▸ **PROVIDED ENTRIES**
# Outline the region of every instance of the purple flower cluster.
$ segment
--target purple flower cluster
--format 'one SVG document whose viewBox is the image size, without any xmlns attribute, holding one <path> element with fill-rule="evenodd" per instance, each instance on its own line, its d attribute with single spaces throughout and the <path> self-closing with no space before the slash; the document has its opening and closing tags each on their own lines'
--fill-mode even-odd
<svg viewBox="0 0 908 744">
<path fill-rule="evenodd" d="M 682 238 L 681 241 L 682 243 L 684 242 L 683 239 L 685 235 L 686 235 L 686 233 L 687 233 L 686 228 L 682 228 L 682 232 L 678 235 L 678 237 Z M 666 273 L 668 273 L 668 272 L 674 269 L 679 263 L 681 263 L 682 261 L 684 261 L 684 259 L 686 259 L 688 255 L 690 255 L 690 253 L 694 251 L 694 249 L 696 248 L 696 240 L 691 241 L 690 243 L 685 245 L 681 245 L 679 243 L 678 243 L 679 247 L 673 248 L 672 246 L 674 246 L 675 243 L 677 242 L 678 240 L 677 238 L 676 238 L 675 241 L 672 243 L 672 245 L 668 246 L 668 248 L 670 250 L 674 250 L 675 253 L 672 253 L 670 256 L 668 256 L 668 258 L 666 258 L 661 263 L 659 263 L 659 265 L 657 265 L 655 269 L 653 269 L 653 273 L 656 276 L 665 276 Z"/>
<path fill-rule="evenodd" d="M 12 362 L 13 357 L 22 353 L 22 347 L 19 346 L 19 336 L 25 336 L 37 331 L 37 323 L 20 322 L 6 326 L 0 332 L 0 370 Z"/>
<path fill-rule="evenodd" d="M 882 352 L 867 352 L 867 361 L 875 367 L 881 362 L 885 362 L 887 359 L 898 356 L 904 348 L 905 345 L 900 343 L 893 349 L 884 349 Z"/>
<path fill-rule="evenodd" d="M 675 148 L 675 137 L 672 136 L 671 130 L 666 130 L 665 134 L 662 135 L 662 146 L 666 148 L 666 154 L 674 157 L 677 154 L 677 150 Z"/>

▸ **THE TASK**
Copy every row above line for line, keeping each character unchanged.

▸ **OUTPUT FOR THIS EXERCISE**
# Outline the region of every instance of the purple flower cluster.
$ segment
--target purple flower cluster
--format 'one SVG document whose viewBox is the image size, without any xmlns attribute, holding one <path> element with fill-rule="evenodd" per instance, each instance on its own line, its d attribute with single spaces throughout and the <path> self-closing with no space before the slash; the document has its opening and closing tags each on their own lines'
--fill-mode even-odd
<svg viewBox="0 0 908 744">
<path fill-rule="evenodd" d="M 682 238 L 681 241 L 682 243 L 684 242 L 683 239 L 685 235 L 686 235 L 686 233 L 687 233 L 686 228 L 682 228 L 682 232 L 678 235 L 678 237 Z M 666 273 L 668 273 L 668 272 L 674 269 L 679 263 L 681 263 L 682 261 L 684 261 L 684 259 L 686 259 L 688 255 L 690 255 L 690 253 L 694 251 L 694 249 L 696 248 L 696 240 L 691 241 L 690 243 L 685 245 L 681 245 L 679 243 L 678 243 L 679 247 L 673 248 L 672 246 L 674 246 L 675 243 L 677 242 L 678 240 L 677 238 L 676 238 L 675 241 L 672 243 L 672 245 L 668 246 L 668 248 L 670 250 L 674 250 L 675 253 L 672 253 L 670 256 L 668 256 L 668 258 L 666 258 L 661 263 L 659 263 L 659 265 L 657 265 L 655 269 L 653 269 L 653 273 L 656 276 L 665 276 Z"/>
<path fill-rule="evenodd" d="M 12 362 L 13 357 L 22 353 L 22 347 L 19 346 L 19 336 L 25 336 L 37 331 L 37 323 L 20 322 L 6 326 L 0 332 L 0 370 Z"/>
<path fill-rule="evenodd" d="M 882 352 L 867 352 L 867 361 L 875 367 L 881 362 L 885 362 L 887 359 L 898 356 L 904 348 L 905 345 L 900 343 L 893 349 L 884 349 Z"/>
<path fill-rule="evenodd" d="M 675 148 L 675 137 L 672 136 L 671 130 L 666 130 L 665 134 L 662 135 L 662 146 L 666 148 L 666 154 L 674 157 L 677 154 L 677 150 Z"/>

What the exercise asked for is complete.